● Tâches à réaliser:
1) Répondez à ces questions sur le texte consacré à Yoann Bourgeois :
(a) En quelle année crée-t-il sa compagnie ?
(b) Quelle institution a-t-il dirigée de 2016 à 2022 ?
(c) Dans la partie « Un laboratoire d'écriture », en quoi consistait le programme ?
2) Reproduisez fidèlement le passage du texte consacré à Yoann Bourgeois, de « Il crée sa compagnie » jusqu'à « à l’art chorégraphique. ».

● Extrait à lire:

Yoann Bourgeois Art Company

Yoann Bourgeois Art Company

Yoann Bourgeois est un artiste internationalement reconnu qui s’attache depuis toujours à décloisonner les approches et les espaces artistiques.
Sa recherche singulière, s’incarne dans les dispositifs physiques amplifiant des phénomènes, qui lui permettent d’investir des espaces extraordinairement variés et de proposer des variations infinies. Cette constellation est une recherche de vie, un processus de création permanente qu’il nomme : « tentatives d’approche d’un point de suspension ».
Il crée sa compagnie en 2010, après avoir joué avec des chorégraphes de renom. Directeur du CCN2 de Grenoble de 2016 à 2022, il devient ainsi le premier artiste de cirque à diriger une institution nationale dédiée à l’art chorégraphique. 
Il poursuit aujourd’hui son développement artistique par des créations, des collaborations et des ateliers à travers le monde,
Engagé dans un art vivant, radicalement pluridisciplinaire et innovant, il envisage la création artistique autour d’un « art situé » : un art attentif à son environnement, à son énergie et ses spécificités.      

LES TENTATIVES D’APPROCHES D’UN POINT DE SUSPENSION
Un laboratoire d’écriture
C’est parce que je venais d’atteindre l’âge où l’on peut, sérieusement et quel que soit le cours des événements, anticiper les grands traits de notre vie à venir et parler de ses jours futurs avec cet air de passé, que je me mis à élaborer un programme. Cet âge n’était pas un seuil objectif, ni une réalité temporelle : cet âge était la conscience de quelque chose. Quel que soit le nombre de jours qu’il restait, et même selon les plus audacieux pronostics, ce serait trop court. 
Mon programme consistait à désamorcer le temps. Bien sûr, c’était impossible en soi. Mais il existait des méthodes d’approches. Ce serait simple et définitif. Une seule phrase suffirait pour dire cela : «Tentatives d’approches d’un point de suspension»

● Données fournies:
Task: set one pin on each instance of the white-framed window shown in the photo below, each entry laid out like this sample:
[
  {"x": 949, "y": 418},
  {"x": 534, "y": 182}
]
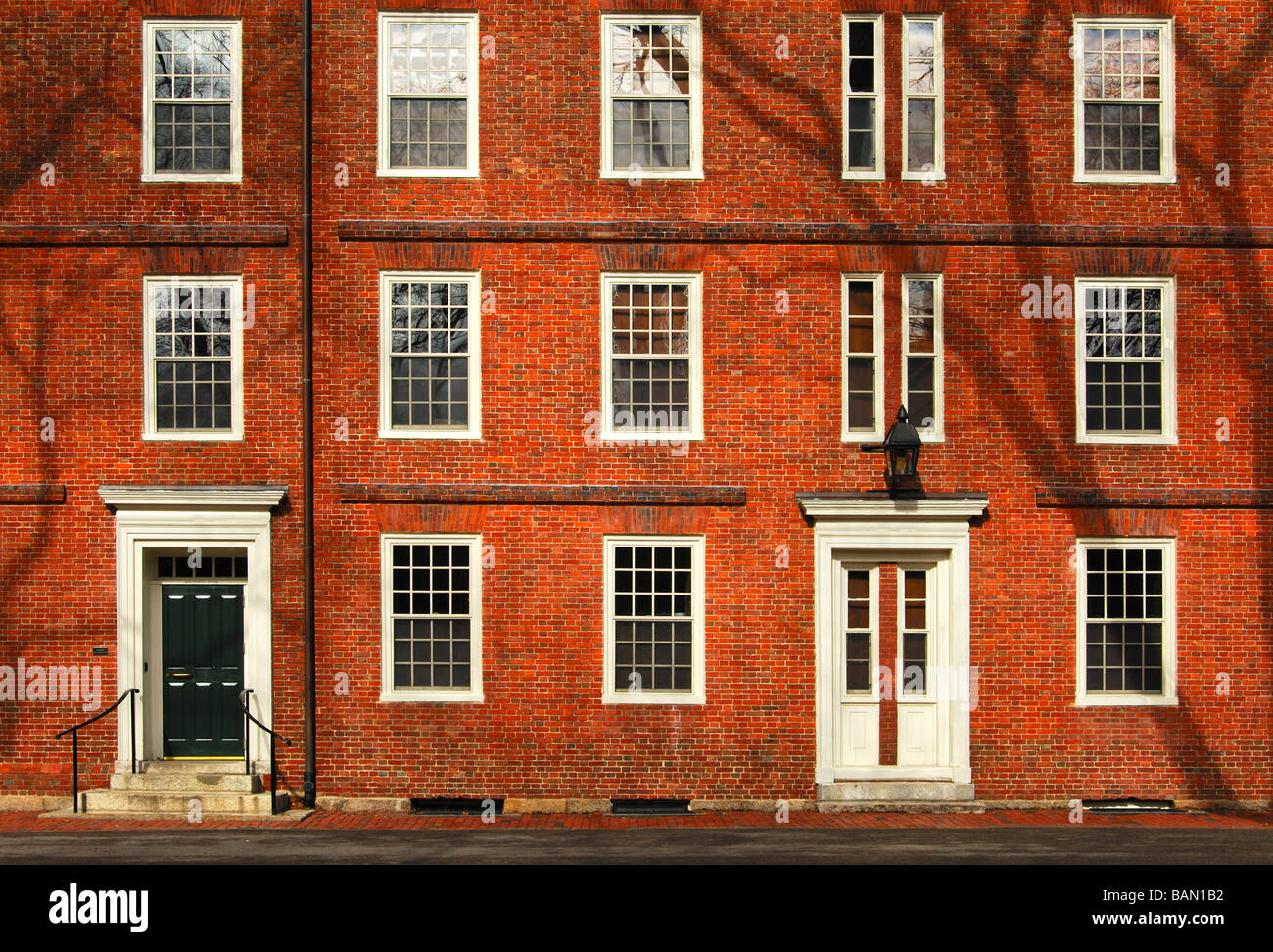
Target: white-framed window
[
  {"x": 1127, "y": 625},
  {"x": 921, "y": 388},
  {"x": 864, "y": 96},
  {"x": 191, "y": 101},
  {"x": 1124, "y": 101},
  {"x": 192, "y": 370},
  {"x": 431, "y": 629},
  {"x": 652, "y": 96},
  {"x": 923, "y": 147},
  {"x": 1125, "y": 360},
  {"x": 654, "y": 643},
  {"x": 862, "y": 357},
  {"x": 652, "y": 356},
  {"x": 428, "y": 96},
  {"x": 431, "y": 354}
]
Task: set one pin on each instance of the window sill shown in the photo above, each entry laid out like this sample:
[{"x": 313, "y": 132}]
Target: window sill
[
  {"x": 647, "y": 174},
  {"x": 1128, "y": 439},
  {"x": 429, "y": 434},
  {"x": 432, "y": 697},
  {"x": 228, "y": 437},
  {"x": 427, "y": 173},
  {"x": 1124, "y": 179},
  {"x": 1127, "y": 700}
]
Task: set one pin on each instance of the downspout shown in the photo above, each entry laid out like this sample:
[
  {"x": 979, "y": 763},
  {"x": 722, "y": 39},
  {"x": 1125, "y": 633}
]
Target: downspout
[{"x": 306, "y": 395}]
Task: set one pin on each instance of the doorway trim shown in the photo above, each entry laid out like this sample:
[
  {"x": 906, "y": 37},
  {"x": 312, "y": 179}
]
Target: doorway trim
[
  {"x": 856, "y": 526},
  {"x": 166, "y": 517}
]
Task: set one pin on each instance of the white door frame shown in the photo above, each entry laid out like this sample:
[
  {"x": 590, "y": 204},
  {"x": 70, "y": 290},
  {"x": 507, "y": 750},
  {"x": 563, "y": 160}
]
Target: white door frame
[
  {"x": 168, "y": 517},
  {"x": 857, "y": 527}
]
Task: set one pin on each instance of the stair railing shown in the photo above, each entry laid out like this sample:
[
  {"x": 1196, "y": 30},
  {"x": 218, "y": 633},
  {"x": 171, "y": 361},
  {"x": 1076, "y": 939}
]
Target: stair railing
[
  {"x": 247, "y": 748},
  {"x": 74, "y": 732}
]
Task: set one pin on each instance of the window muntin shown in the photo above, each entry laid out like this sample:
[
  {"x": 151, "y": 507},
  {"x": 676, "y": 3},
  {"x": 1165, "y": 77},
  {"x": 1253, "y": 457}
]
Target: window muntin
[
  {"x": 652, "y": 345},
  {"x": 862, "y": 357},
  {"x": 1124, "y": 122},
  {"x": 191, "y": 101},
  {"x": 431, "y": 354},
  {"x": 1127, "y": 621},
  {"x": 921, "y": 353},
  {"x": 194, "y": 375},
  {"x": 1125, "y": 360},
  {"x": 654, "y": 603},
  {"x": 652, "y": 102},
  {"x": 432, "y": 621},
  {"x": 428, "y": 110},
  {"x": 864, "y": 97},
  {"x": 921, "y": 84}
]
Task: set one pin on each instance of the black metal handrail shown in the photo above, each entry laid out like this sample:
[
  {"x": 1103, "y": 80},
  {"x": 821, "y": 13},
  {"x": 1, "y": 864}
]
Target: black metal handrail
[
  {"x": 74, "y": 732},
  {"x": 247, "y": 748}
]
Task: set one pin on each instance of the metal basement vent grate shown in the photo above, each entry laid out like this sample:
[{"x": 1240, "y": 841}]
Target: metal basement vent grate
[
  {"x": 454, "y": 806},
  {"x": 649, "y": 807},
  {"x": 1129, "y": 806}
]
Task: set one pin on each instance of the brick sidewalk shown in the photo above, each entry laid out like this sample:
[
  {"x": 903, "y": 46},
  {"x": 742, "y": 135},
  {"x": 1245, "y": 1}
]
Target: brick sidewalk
[{"x": 326, "y": 820}]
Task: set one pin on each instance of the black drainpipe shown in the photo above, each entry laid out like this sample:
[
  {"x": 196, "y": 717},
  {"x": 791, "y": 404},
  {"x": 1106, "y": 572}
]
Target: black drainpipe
[{"x": 306, "y": 394}]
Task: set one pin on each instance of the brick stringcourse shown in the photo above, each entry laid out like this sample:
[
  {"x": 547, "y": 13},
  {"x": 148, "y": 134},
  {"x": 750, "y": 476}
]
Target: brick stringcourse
[
  {"x": 805, "y": 233},
  {"x": 37, "y": 236},
  {"x": 514, "y": 494},
  {"x": 1086, "y": 498},
  {"x": 33, "y": 494}
]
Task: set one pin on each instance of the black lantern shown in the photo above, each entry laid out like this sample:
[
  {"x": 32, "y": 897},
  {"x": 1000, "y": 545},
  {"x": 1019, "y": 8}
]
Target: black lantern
[{"x": 902, "y": 450}]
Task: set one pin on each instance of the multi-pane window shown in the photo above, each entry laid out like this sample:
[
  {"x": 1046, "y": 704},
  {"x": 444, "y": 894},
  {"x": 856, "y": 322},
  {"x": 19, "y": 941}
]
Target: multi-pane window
[
  {"x": 654, "y": 649},
  {"x": 652, "y": 356},
  {"x": 858, "y": 632},
  {"x": 1125, "y": 361},
  {"x": 1127, "y": 641},
  {"x": 192, "y": 364},
  {"x": 921, "y": 134},
  {"x": 432, "y": 617},
  {"x": 862, "y": 341},
  {"x": 650, "y": 97},
  {"x": 1124, "y": 101},
  {"x": 864, "y": 97},
  {"x": 428, "y": 111},
  {"x": 191, "y": 101},
  {"x": 429, "y": 356},
  {"x": 915, "y": 630},
  {"x": 921, "y": 353}
]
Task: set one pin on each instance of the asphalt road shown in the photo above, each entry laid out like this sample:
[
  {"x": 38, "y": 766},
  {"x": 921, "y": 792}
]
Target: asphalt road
[{"x": 790, "y": 845}]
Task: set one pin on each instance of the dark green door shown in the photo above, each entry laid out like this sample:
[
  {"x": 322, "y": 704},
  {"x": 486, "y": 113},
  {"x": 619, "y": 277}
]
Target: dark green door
[{"x": 203, "y": 671}]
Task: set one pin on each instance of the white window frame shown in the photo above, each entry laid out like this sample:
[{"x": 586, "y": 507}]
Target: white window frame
[
  {"x": 148, "y": 94},
  {"x": 938, "y": 97},
  {"x": 386, "y": 416},
  {"x": 694, "y": 432},
  {"x": 454, "y": 695},
  {"x": 937, "y": 432},
  {"x": 848, "y": 436},
  {"x": 879, "y": 98},
  {"x": 151, "y": 429},
  {"x": 695, "y": 24},
  {"x": 1169, "y": 436},
  {"x": 1166, "y": 56},
  {"x": 695, "y": 696},
  {"x": 382, "y": 100},
  {"x": 1169, "y": 697}
]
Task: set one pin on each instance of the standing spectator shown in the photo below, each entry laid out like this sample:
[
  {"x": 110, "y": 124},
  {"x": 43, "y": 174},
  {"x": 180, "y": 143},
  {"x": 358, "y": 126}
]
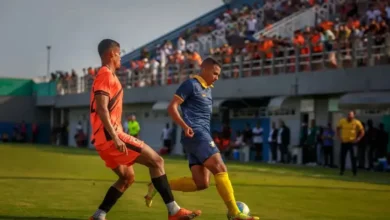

● Réponses aux tâches:
1)
(a) En 2010.
(b) Le CCN2 de Grenoble.
(c) À désamorcer le temps.

2)
Il crée sa compagnie en 2010, après avoir joué avec des chorégraphes de renom. Directeur du CCN2 de Grenoble de 2016 à 2022, il devient ainsi le premier artiste de cirque à diriger une institution nationale dédiée à l’art chorégraphique.